(Extracted records)
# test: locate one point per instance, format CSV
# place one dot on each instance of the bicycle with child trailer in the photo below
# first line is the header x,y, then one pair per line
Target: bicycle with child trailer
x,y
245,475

» Objective
Please output every line of the material as a JSON list of strings, one string per line, with blank lines left out.

» Result
[
  "# test: locate one point per instance, format CSV",
  "# place one dot on each instance of the bicycle with child trailer in the photo below",
  "# first line is the header x,y, then one pair per line",
  "Target: bicycle with child trailer",
  "x,y",
  "245,475"
]